**Quoted passage**
● ● ● ● ●

Information Overload

Author: SRF
Date Published: October-2012

When dealing with a chronic illness it can be challenging to make sense of the wave of information available. For most this is a new territory, with its own language, culture and nuances to navigate. It takes time to absorb and understand.

Even though patients are the experts about how they feel, think and react to any given medical situation their illness dictates, they are not doctors. However, patients can learn to bridge the gap and improve the discussion with their medical team. Following are some tips you might find useful to help further your understanding:

Build your knowledge. By the time you start treatment for your diagnosis; you will likely have searched the web and read brochures on your disease. Ask your medical team which sites have reliable and up-to-date information to avoid old and possibly discouraging information on treatment outcomes.

While blogs and support forums help give a real world view of the range of experiences, you are an individual, and too much thinking about what happens to others, good or bad, increases worry further. Consider using these in moderation.

To save time, set up Google Reader for news sites, blogs and forums and use the search function (general terms like morphea, scleroderma or systemic sclerosis) to narrow down articles of interest.

Keep a notepad. At each appointment, take notes. This is new territory, and hard to master. Come with someone, either as a listener or a scribe. A spouse, friend or sibling can help ensure that both parties heard and understood the consequences the same way.

Start a binder. As you go through treatment, you will get more and more paper. For example organize a binder with these categories: contact info (first page), treatment plan, test results, background information and drug information.

The purpose is to have all reference material in one place, to consult and take to hospital and clinic visits.

Be prepared. Prepare a list of questions for the medical team for your clinic check-ups. Doctors are busy people; however, they should always give  time to answer your questions.

As treatment varies depending on the doctor, having detailed notes and questions helps track any changes. Given the group dynamic of some clinics, it’s okay to question your team about changes – not to challenge their judgment but to ensure you understand their rationale for the change.

An empowered patient becomes a partner in treatment, one that any medical team would (or should) appreciate and may result in better care.

Go electronic... and paperless. If you’re an iPad user following are some apps that you might find useful:

Evernote for clinic notes and questions, keeps everything very easy to find

Numbers to track blood counts

Withings to track blood pressure and weight

Documents to Go for Word files such as journaling

While all of us have different ways of managing our care, being organized is one of the few areas in which one can have some control in something beyond one’s control, and strengthen the partnership with one’s medical team. It may not change the outcome, but it will increase one’s confidence in treatment pursued.

● ● ● ● ●

**Record excerpts**

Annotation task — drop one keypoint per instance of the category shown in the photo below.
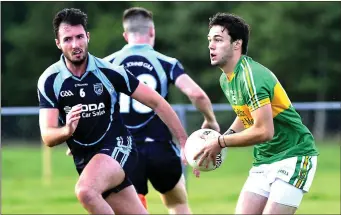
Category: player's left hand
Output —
(211, 124)
(209, 152)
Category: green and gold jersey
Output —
(252, 86)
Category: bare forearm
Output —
(169, 117)
(237, 125)
(55, 136)
(248, 137)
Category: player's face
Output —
(73, 41)
(219, 45)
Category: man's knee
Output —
(85, 194)
(285, 194)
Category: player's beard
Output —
(79, 61)
(224, 59)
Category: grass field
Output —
(23, 190)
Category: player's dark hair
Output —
(71, 16)
(237, 28)
(136, 12)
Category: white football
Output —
(195, 143)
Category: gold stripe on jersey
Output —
(264, 102)
(302, 175)
(243, 113)
(251, 85)
(280, 101)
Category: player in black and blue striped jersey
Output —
(79, 105)
(159, 158)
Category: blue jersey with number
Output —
(158, 72)
(96, 90)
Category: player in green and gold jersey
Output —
(285, 156)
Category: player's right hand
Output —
(211, 124)
(72, 118)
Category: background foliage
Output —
(298, 41)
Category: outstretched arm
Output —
(51, 133)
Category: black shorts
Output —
(122, 149)
(160, 163)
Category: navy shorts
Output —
(160, 163)
(123, 150)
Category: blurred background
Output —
(299, 41)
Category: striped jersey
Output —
(252, 86)
(96, 90)
(156, 70)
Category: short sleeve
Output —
(257, 87)
(176, 71)
(124, 81)
(46, 96)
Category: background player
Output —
(158, 156)
(285, 156)
(81, 91)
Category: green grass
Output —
(23, 190)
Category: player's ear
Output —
(58, 43)
(125, 36)
(88, 36)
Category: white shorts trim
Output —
(284, 181)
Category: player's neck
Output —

● ● ● ● ●

**Task requirements**
Return the stretch of the article on chronic illness from "While blogs and" through "articles of interest.", word for word. The data come from a separate source unrelated to the article on chronic illness.

**Written response**
While blogs and support forums help give a real world view of the range of experiences, you are an individual, and too much thinking about what happens to others, good or bad, increases worry further. Consider using these in moderation.

To save time, set up Google Reader for news sites, blogs and forums and use the search function (general terms like morphea, scleroderma or systemic sclerosis) to narrow down articles of interest.